> _ANWEISUNGEN_:
1. Beantworten Sie anhand des Textauszugs über Exoskelette die folgenden Fragen:
(a) Welche zwei Arten von Exoskeletten werden unterschieden?
(b) Welche Unternehmen arbeiten bereits mit Exoskeletten?
(c) Auf welche Stelle beruft sich der Textauszug bei der Aussage, dass muskuloskelettale Erkrankungen zunehmend im Alter auftreten?
2. Übersetzen Sie den Satz „Exoskelette sind am Körper getragene äußere Stützen oder Assistenzsysteme.“ aus dem Textauszug ins Englische.

> _TEXTAUSZUG_:
============

A+A 2021: Arbeitsschutz mit Exoskeletten
Trotz aller Verbesserungen des Arbeitsumfeldes gibt es sie noch: Tätigkeiten in der Logistikbranche, der Industrie oder dem Handwerk, bei denen regelmäßig schwere Gegenstände mit ergonomisch ungünstigen Bewegungsabläufen gehoben und abgesetzt werden müssen, wo immer wieder über Schulter- und Kopfhöhe gearbeitet werden muss. Und wo andererseits Roboter die Arbeit von Menschen (noch) nicht übernehmen können. Hier haben Exoskelette ihre Einsatzgebiete. Sie entlasten die Anwender. Denn auf Dauer können diese körperlich anspruchsvollen Tätigkeiten krank machen.
Exoskelette sind am Körper getragene äußere Stützen oder Assistenzsysteme. Es gibt sogenannte aktive und passive Modelle. Beide sollen Menschen bei Tätigkeiten mit körperlich anstrengenden Bewegungsabläufen entlasten. Erste Unternehmen wie VW oder Ikea arbeiten bereits mit ihnen, anderen testen sie noch.
Muskuloskelettale Erkrankungen, so der Fachbegriff, sind Erkrankungen, Beschwerden und Verletzungen des Haltungs- und Bewegungsapparats. Sie gehören zu den häufigsten Leiden in Deutschland. Sie verursachen chronische Schmerzen, körperliche Funktionseinschränkungen und den Verlust an Lebensqualität. Schon heute sorgen sie damit für hohe Fehlzeiten. Laut RKI treten diese Erkrankungen zunehmend im Alter auf. Berücksichtigt man den demographischen Wandel, so ist davon auszugehen, dass sich die Zahl der Betroffenen drastisch erhöhen wird.

============

> _MATERIAL_:
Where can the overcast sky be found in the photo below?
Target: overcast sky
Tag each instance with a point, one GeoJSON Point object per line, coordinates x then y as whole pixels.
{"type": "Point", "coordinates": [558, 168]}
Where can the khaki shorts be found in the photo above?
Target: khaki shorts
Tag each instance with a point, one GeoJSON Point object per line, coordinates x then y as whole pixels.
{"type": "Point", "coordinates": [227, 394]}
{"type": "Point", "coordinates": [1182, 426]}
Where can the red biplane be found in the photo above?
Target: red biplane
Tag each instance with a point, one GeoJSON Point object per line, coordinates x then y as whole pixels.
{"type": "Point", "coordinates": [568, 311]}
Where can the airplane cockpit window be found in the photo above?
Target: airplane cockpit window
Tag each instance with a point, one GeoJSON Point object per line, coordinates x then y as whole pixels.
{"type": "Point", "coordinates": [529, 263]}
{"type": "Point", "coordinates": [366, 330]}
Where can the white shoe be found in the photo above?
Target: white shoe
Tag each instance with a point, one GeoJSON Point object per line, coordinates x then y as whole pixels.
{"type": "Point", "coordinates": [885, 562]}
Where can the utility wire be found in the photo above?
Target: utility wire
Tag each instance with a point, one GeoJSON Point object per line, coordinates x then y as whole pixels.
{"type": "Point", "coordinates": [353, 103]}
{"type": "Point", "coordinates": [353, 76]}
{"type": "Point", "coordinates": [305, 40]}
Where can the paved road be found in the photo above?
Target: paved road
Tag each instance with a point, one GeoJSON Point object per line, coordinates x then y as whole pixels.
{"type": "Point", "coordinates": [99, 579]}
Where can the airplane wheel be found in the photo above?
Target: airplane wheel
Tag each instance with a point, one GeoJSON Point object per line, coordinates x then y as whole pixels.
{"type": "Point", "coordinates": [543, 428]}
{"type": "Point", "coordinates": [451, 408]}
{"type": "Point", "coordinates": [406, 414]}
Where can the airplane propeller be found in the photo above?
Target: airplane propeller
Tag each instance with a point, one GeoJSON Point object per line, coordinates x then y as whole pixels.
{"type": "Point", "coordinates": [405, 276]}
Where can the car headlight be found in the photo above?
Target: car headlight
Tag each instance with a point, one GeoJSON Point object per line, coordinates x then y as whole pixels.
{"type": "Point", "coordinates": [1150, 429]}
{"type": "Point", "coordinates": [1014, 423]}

============

> _ERGEBNISSE_:
1.
(a) Aktive und passive Modelle.
(b) VW und Ikea.
(c) Auf das RKI.

2. Exoskeletons are external supports or assistance systems worn on the body.